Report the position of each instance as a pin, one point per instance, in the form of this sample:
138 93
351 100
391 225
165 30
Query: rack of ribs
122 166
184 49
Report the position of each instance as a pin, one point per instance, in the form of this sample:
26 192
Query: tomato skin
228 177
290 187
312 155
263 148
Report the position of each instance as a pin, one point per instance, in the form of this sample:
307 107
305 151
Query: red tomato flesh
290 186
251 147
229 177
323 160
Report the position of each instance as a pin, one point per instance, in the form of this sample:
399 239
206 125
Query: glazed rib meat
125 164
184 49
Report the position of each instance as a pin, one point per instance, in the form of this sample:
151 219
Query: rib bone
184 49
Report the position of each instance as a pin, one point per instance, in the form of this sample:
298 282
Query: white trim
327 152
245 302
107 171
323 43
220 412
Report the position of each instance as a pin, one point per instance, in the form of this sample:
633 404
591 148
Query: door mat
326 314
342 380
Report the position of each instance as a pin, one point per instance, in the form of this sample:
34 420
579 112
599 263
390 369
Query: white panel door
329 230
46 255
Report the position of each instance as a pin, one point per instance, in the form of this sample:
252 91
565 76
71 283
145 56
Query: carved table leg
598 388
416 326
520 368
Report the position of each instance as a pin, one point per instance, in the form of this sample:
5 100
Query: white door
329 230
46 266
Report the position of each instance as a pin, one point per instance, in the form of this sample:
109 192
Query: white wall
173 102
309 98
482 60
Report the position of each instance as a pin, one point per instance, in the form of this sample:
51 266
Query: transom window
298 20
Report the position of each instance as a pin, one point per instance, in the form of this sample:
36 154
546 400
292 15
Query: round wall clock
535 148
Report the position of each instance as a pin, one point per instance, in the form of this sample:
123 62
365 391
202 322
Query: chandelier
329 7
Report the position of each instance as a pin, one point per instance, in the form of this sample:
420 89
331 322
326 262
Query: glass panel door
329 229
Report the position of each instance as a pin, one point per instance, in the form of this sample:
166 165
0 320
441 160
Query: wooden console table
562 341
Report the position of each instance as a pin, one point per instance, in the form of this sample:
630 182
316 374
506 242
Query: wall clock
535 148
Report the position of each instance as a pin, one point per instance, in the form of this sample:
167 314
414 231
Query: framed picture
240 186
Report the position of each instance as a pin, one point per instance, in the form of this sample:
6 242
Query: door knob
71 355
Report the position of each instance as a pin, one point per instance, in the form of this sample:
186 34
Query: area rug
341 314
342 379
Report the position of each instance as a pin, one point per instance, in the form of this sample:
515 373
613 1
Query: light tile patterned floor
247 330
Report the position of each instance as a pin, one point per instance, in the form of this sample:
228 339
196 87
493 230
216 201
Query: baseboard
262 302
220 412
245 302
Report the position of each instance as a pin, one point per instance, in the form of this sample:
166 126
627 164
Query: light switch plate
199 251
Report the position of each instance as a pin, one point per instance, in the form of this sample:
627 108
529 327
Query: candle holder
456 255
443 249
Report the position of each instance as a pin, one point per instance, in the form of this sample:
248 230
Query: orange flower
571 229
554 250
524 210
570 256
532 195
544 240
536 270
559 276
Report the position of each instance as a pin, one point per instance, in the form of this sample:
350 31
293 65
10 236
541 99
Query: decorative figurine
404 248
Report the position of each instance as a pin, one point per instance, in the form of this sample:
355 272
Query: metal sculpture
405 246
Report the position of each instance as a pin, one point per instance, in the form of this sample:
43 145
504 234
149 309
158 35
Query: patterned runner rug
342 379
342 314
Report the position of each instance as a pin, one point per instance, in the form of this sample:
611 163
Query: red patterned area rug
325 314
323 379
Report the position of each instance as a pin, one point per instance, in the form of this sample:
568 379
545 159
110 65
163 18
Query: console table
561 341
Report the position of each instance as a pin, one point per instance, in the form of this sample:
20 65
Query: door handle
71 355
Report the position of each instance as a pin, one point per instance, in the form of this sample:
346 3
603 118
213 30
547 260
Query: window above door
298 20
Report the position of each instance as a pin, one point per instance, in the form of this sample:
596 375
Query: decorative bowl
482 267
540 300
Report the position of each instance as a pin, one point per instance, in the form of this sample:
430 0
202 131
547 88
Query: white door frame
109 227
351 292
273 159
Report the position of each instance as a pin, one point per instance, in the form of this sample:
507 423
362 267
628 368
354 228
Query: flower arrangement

+ + + + + + +

## Required action
Retype the records above so that nothing differs from the original.

## Task response
Report the position of each instance as a pin, one point per instance, in the form of this sample:
138 93
351 100
391 225
165 30
Query: rack of ribs
122 166
184 49
Report the position of each instance as a pin, one point per instance, in the form of this sample:
26 192
Query: tomato skin
228 177
290 187
312 155
263 148
Report the position of each instance as a pin, one point per instance, in the form of this sample:
307 107
305 151
Query: red tomato flesh
290 186
251 147
229 177
323 160
Report the position of each instance as a pin, one point per instance, in the form of this sample:
399 239
206 125
Query: glazed rib meat
125 164
184 49
Report the position of each instance as a pin, one point per instance, in the form of this sample:
151 219
Query: rib bone
184 49
Report the position of each instance as a pin, one point per instance, in the form of this sample:
298 282
Query: white trim
327 152
245 302
107 171
323 43
220 412
Report the position of each instance as a pin, one point per instance, in the form of this sample:
633 404
591 148
Query: door mat
326 314
342 380
Report the position of each instance as a pin, one point per instance, in the form of this sample:
34 420
579 112
599 263
390 369
Query: white panel door
329 230
46 255
Report the position of each instance as a pin, one point per instance, in the form of this sample:
252 91
565 76
71 283
145 56
Query: carved table leg
598 388
416 326
520 368
Report the position of each instance as a pin, one point per instance, in the form of this sample:
5 100
Query: white door
329 230
46 266
Report the position of each instance as a pin, one point per instance, in the form of this sample:
109 192
Query: white wall
173 102
309 98
482 60
Report the position of each instance as a pin, one point per instance, in the form of this sample:
51 266
Query: transom window
298 20
Report the position of each instance as a pin, one point per instance, in the form of this sample:
36 154
546 400
292 15
Query: round wall clock
535 148
Report the position of each instance as a pin, one point per instance, in the form of this sample:
123 62
365 391
202 322
Query: chandelier
329 7
Report the position of each instance as a pin, one point per instance, in the form of this sample:
420 89
331 322
326 262
Query: glass panel door
329 229
Report the position of each instance as a pin, one point per instance, in the form of this sample:
166 165
0 320
441 160
Query: wooden console table
562 341
Report the position of each instance as a pin, one point per instance, in the form of this sample:
630 182
316 374
506 242
Query: wall clock
535 148
Report the position of each instance as a pin, one point per instance, in the form of this sample:
167 314
414 231
Query: framed picture
240 186
Report the position of each instance as a pin, one point per instance, in the form of this sample:
6 242
Query: door knob
71 355
Report the position of each instance as a pin, one point per instance, in the form of this sample:
186 34
Query: area rug
341 314
342 379
Report the position of each instance as a pin, one point per instance, in the form of this sample:
515 373
613 1
Query: light tile patterned floor
247 330
Report the position of each instance as a pin, one point per instance, in the form of this sample:
228 339
196 87
493 230
216 201
Query: baseboard
262 302
220 412
245 302
Report the position of each instance as a pin, one point per instance, in the form of this sample:
166 126
627 164
Query: light switch plate
199 251
Report the position of each instance as a pin, one point per instance, in the form of this sample:
627 108
529 327
Query: candle holder
456 255
443 249
Report the position of each instance as a pin, one point per instance, in the form of this sample:
248 230
Query: orange flower
571 229
554 250
524 210
570 256
532 195
544 240
536 270
559 276
Report the position of each instance as a pin, one point per instance, in the form of this sample:
350 31
293 65
10 236
541 99
Query: decorative figurine
404 248
Report the position of each instance as a pin, one point per instance, in the form of this sample:
355 272
Query: metal sculpture
405 246
Report the position of each instance as a pin, one point per instance, in the form of this sample:
43 145
504 234
149 309
158 35
Query: patterned runner rug
342 379
342 314
Report the position of each instance as a pin, one point per instance, in the form of this sample:
611 163
Query: red patterned area rug
325 314
323 379
Report the position of each instance as a pin, one point per instance, in the form of this sample:
568 379
545 159
110 65
163 18
Query: console table
561 341
Report the position of each instance as a pin, one point per instance, in the form of this sample:
20 65
Query: door handle
71 355
Report the position of each instance as a pin, one point per instance, in the form of this sample:
346 3
603 118
213 30
547 260
Query: window above door
298 20
Report the position of each instance as a pin, one point per instance, in the form of this sample:
596 375
Query: decorative bowl
482 267
540 300
Report the position of each instance as a pin, one point per instance, in the form of this sample:
430 0
202 131
547 88
Query: white door frame
109 227
351 292
273 159
Report the position of each instance as a pin, one point per instance, in the form of this sample:
507 423
362 267
628 368
354 228
Query: flower arrangement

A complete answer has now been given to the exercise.